*EXTRAIT*:
==========

Toutefois, malgré la différence des niveaux de dépendances entre la BCEAO et la BEAC vis-à-vis de l’Etat français, ce dernier continue d’exercer son influence à travers la garantie de convertibilité du franc CFA à l’euro, en plus du maintien de la parité fixe (1 euro = 655,95 francs CFA).

L’emprise régionale des banques centrales

D’un autre côté, la fragilisation financière des Etats d’Afrique de l’Ouest n’émane pas uniquement de l’influence supposée de la politique française. Les récentes évolutions dans la zone sahélienne illustrent particulièrement bien cette vulnérabilité.

Comme nous l’avons détaillé dans le premier article de cette série sur la Françafrique, trois des États sahéliens faisant partie de la zone franc, à savoir le Mali, le Burkina Faso et le Niger, ont consommé leur rupture avec la France, au terme de putschs qui ont renversé les pouvoirs en place. Les sanctions n’ont pas tardé à s’enchaîner, notamment de la part de la CEDEAO qui a décidé, entre autres, de geler des avoirs maliens et nigériens.

Co-auteur du livre L’arme invisible de la Françafrique, une histoire du franc CFA, publié aux éditions La Découverte, l’économiste N’Dongo Samba Sylla met en perspective l’ampleur des sanctions contre les pays de la zone CFA à la lumière de ce qui est pratiqué à l’international. Interrogé par Médias24, il explique : "Si on prend comme exemple ce qui se passe avec la Russie après l’invasion de l’Ukraine, les Etats-Unis et l’Europe ont décidé de geler les avoirs russes. Mais aucun Etat ne peut demander à la banque centrale russe d’arrêter de travailler avec le gouvernement. C’est une question de souveraineté nationale. Par contre, dans une union monétaire de type colonial, c’est possible. Après les coups d’Etat militaires, le Niger et le Mali ne pouvaient plus avoir accès à leurs comptes à la Banque centrale. Cette dernière ne refinance plus le système bancaire nigérien et malien et les gouvernements eux-mêmes ne peuvent plus avoir accès aux systèmes financiers domestiques, ni émettre des titres, rien. L’Etat est là pour payer ses dettes en franc CFA, et c’est la Banque centrale elle-même qui organise les défauts. Cet outil de pression ne fonctionne pas avec la Guinée, qui dispose de sa propre monnaie."

==========

*DONNÉES FOURNIES*:
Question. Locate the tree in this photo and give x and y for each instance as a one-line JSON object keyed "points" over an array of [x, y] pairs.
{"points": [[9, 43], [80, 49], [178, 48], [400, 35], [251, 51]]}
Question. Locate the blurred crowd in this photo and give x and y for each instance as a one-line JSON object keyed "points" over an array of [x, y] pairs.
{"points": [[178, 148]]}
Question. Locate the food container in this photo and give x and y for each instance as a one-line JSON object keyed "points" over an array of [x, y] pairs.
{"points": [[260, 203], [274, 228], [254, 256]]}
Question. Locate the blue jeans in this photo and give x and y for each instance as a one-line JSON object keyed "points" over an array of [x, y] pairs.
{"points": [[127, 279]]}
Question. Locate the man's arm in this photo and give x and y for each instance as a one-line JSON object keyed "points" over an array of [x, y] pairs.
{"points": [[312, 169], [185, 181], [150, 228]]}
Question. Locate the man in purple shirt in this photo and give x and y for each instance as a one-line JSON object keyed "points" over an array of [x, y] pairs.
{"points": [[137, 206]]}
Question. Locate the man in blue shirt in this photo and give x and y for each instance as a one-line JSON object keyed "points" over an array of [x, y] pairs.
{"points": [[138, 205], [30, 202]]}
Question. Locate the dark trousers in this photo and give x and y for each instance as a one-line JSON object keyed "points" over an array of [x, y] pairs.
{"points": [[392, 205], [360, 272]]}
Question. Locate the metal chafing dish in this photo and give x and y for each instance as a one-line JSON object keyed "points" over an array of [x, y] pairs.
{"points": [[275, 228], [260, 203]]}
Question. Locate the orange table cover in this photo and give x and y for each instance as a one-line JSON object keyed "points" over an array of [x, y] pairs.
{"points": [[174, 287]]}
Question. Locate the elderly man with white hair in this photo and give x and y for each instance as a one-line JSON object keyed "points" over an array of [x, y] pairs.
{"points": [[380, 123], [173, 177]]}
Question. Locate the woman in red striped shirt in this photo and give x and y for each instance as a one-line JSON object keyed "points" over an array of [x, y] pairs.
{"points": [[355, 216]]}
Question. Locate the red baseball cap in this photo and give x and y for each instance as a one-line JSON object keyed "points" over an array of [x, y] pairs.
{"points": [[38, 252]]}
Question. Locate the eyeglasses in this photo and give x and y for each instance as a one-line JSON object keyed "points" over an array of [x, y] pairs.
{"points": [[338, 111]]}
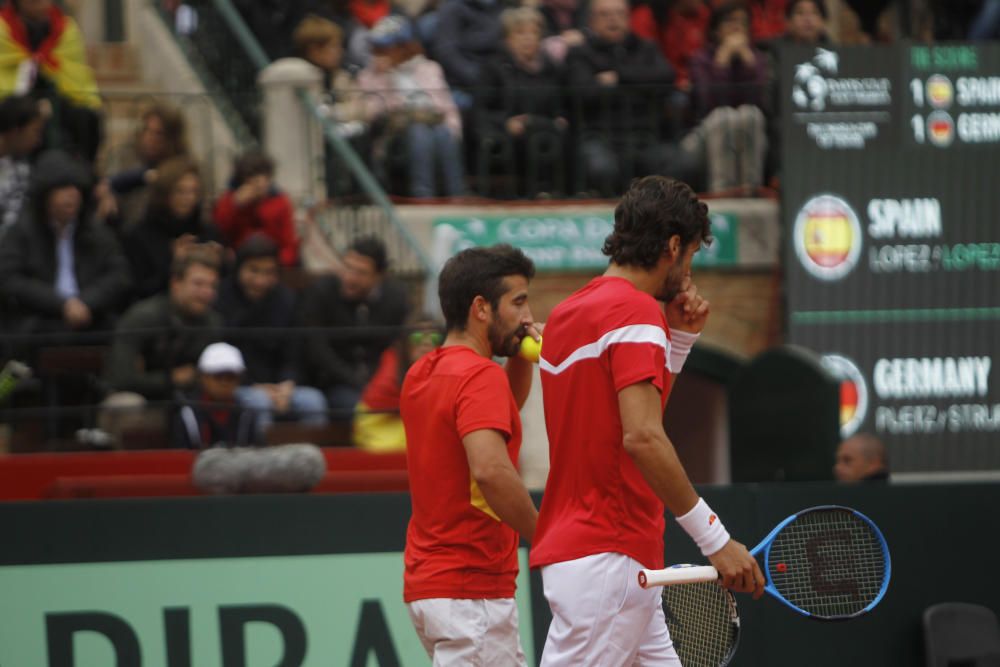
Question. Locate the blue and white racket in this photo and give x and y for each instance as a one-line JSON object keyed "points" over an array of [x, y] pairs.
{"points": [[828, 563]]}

==========

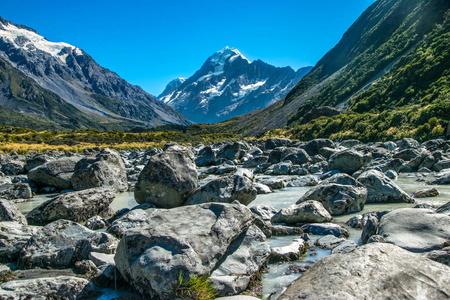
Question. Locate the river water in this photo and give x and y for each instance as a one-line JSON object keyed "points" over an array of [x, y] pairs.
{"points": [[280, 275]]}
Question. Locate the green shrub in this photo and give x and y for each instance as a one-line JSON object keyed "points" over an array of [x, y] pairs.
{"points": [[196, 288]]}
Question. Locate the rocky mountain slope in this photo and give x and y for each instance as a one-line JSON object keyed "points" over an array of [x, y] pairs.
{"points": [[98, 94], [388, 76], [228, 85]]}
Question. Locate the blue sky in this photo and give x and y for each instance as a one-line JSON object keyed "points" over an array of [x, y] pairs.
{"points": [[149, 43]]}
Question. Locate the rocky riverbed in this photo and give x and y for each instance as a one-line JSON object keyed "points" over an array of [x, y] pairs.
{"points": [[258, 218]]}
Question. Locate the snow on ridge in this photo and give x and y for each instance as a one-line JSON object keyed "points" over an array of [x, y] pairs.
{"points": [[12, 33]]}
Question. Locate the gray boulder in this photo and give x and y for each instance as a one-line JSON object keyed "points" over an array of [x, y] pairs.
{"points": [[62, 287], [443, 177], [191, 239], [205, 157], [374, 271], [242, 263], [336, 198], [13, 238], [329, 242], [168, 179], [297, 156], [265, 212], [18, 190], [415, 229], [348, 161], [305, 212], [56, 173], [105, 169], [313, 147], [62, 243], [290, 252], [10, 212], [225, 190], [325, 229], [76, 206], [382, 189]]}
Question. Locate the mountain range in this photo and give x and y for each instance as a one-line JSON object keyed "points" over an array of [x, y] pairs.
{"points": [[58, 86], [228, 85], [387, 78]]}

==========

*CONSIGNE A*:
Indiquez uniquement le nombre de lignes des enregistrements qui contiennent la chaîne « rocky ».
*CONSIGNE B*:
Reprenez l'extrait sur le franc CFA en le prolongeant à la suite de sa dernière phrase.

*RÉSULTAT DE L'EXERCICE A*:
2

*RÉSULTAT DE L'EXERCICE B*:
Vers une sortie du franc CFA ?

Parmi les principales mesures de l’accord de coopération signé entre les gouvernements des Etats membres de l’UEMOA et le gouvernement français le 21 décembre 2019, figure l’abandon du franc CFA dans la zone ouest-africaine au profit d’une nouvelle monnaie, l’Éco.

Pourtant, la volonté de créer une monnaie unique propre à la CEDEAO ne date pas d’aujourd’hui. Ce souhait a été formulé en 2000 par la création de la ZMOA (la Zone monétaire ouest-africaine). Cette union, fondée à Accra au Ghana regroupe, outre ce dernier, la Gambie, la Guinée, le Nigéria, la Sierra Léone et plus récemment le Liberia. Les membres de la ZMOA visaient alors l’intégration, dans un deuxième temps, des pays de l’UEMOA utilisateurs du franc CFA.

Les échéances liées à ce projet de monnaie unique dans la région CEDEAO ont longtemps été reportées. Ce n’est qu’en décembre 2019, lors de la rencontre des chefs d’Etat français et ivoiriens, que l’Éco a été évoquée.

Cinq ans, une pandémie et trois coups d’Etat plus tard, le dossier de la monnaie unique ouest-africaine croupit au fond du tiroir des instances monétaires africaines.

Aujourd’hui, poussés par les sanctions de la CEDEAO et des pressions de la banque centrale ouest-africaine, Bamako, Ouagadougou et Niamey entendent renforcer leurs liens diplomatiques, sécuritaires et économiques. Depuis quelques semaines, les trois pays semblent déterminés à sortir de l’influence du franc CFA en fondant une monnaie unique de l’AES, dans le sillage de la signature de la charte de Liptako-Gourma en septembre 2023.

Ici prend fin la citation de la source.